Andy Roddick Is Just Like You Well, except for being the U.S. Open champion and being ranked No. 1 in the world and dating Mandy Moore. Other than that, he's Everyman
Andy Roddick can't find the remote either. He, too, tries to
convince himself that those potato chips aren't really so
fattening because they're baked. His favorite jeans are
ventilated with holes, his hair is terminally tousled. He just
bought a modest home not in a beautiful people enclave--Soho or
South Beach or Bel-Air--but in Austin, largely so he can be near
his two older brothers, John and Lawrence. This is the rare
premier athlete who lives not in a parallel universe but in our
universe. ¶ True, you and I might not be blessed with the ability
to serve a tennis ball at 149 mph. And we won't be playing for the
year-end No. 1 ranking in men's tennis next week at the Masters
Cup in Houston. We don't necessarily date the hottie du jour or
get asked to host Saturday Night Live. But the point is that
Roddick, at his core, is one of us. Watching last month's
baseball playoffs, he mused, "Man, it must be the best feeling
to hit a home run, just rip back and friggin' send one." When
it was suggested that the batter probably wishes he could hit a
concussive serve or a screaming forehand that stabs the line,
the 21-year-old Roddick's eyes went as wide as quarters. "You
think?" he asked. "I never looked at it that way."
So forgive the guy if he still thinks he might be hallucinating.
Did he really win the U.S. Open in September and upgrade his
billing from the future of American tennis to its present? Is
that really his name that keeps crawling across the bottom of the
screen as he watches ESPN? Was he really hanging out in Las Vegas
last month with Robin Williams? The singer-actress Mandy Moore,
is she really his girlfriend of 15 months? "I'll be the first to
admit it, the life I'm leading is basically a joke," says
Roddick. "I should probably be cooler about it, but I can't fake
it, you know?"
The Nebraska-born Roddick and his Everyman sensibilities may
ultimately do just as much as the Williams sisters have done to
splinter the stereotypes that bedevil their sport. Put it this
way: Although he turned it down, Roddick is the first tennis
player ever to have fielded an endorsement offer from Red Bull.
"He's a breath of fresh air, because there's no pretense about
him," says Dean Bonham, a Denver-based sports marketing expert.
"He makes no attempt to fit into a tennis-player mold."

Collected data

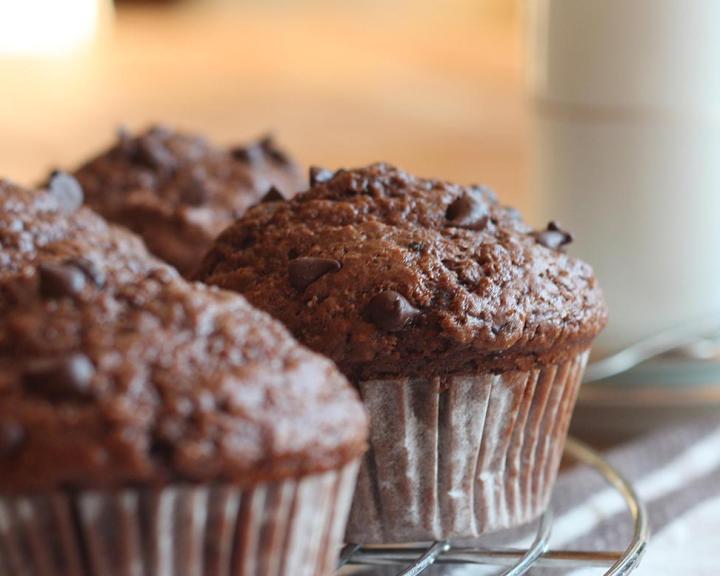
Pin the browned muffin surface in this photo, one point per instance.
(178, 191)
(389, 274)
(51, 225)
(156, 381)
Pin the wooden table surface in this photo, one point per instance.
(438, 91)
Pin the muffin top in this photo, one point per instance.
(52, 225)
(393, 275)
(179, 192)
(106, 385)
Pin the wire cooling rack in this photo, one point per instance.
(413, 560)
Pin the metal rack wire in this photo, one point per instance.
(415, 560)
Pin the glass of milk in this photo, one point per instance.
(627, 151)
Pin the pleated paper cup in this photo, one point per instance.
(290, 527)
(461, 456)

PROBLEMS TO WORK ON
**A)** According to the article about Andy Roddick, which places are named as beautiful people enclaves where he did not buy his home?
**B)** Carry on writing the article about Andy Roddick, picking up right after its last sentence.
The collected data lines are not needed.

ANSWERS TO THE TASKS
**A)** Soho, South Beach, and Bel-Air.

**B)**
Which is to say that it's hard to call Roddick "preppy" or
"elitist" as long as his preferred attire is campy T-shirts
adorned with such witticisms as don't sweat the petty. pet the
sweaty. ("Dude, it was on a wardrobe rack at a photo shoot and I
totally five-finger-discounted it," Roddick says.) As for the
notion that you can't make it as a tennis pro unless you learn
the Western grip in the crib and sacrifice your adolescence at
the altar of Bollettieri or at some other Florida hothouse: It
wasn't all that long ago that Roddick was a scrawny kid in Austin
taking group lessons with Chris Mihm and Drew Brees--today a
forward for the Cleveland Cavaliers and the quarterback of the
San Diego Chargers, respectively. "They both kicked my ass,"
Roddick recalls. By age 14 he had showed enough potential to be
invited to attend a tennis academy near Tampa. Within weeks he
was back home. "I realized I loved tennis," he says, "just not at
the expense of everything else." He ended up at Boca Prep Academy
in Boca Raton, Fla., where his parents had moved, and even played
on the school's basketball team.
The dark backstory that is all but required of professional
tennis players? Suffice it to say that if a Behind the Music-type
feature were ever done on Roddick, the obligatory "downfall"
segment would be hopelessly lame. Coming up next: Andy can't go
to the slumber party, because he didn't give his parents advance
notice.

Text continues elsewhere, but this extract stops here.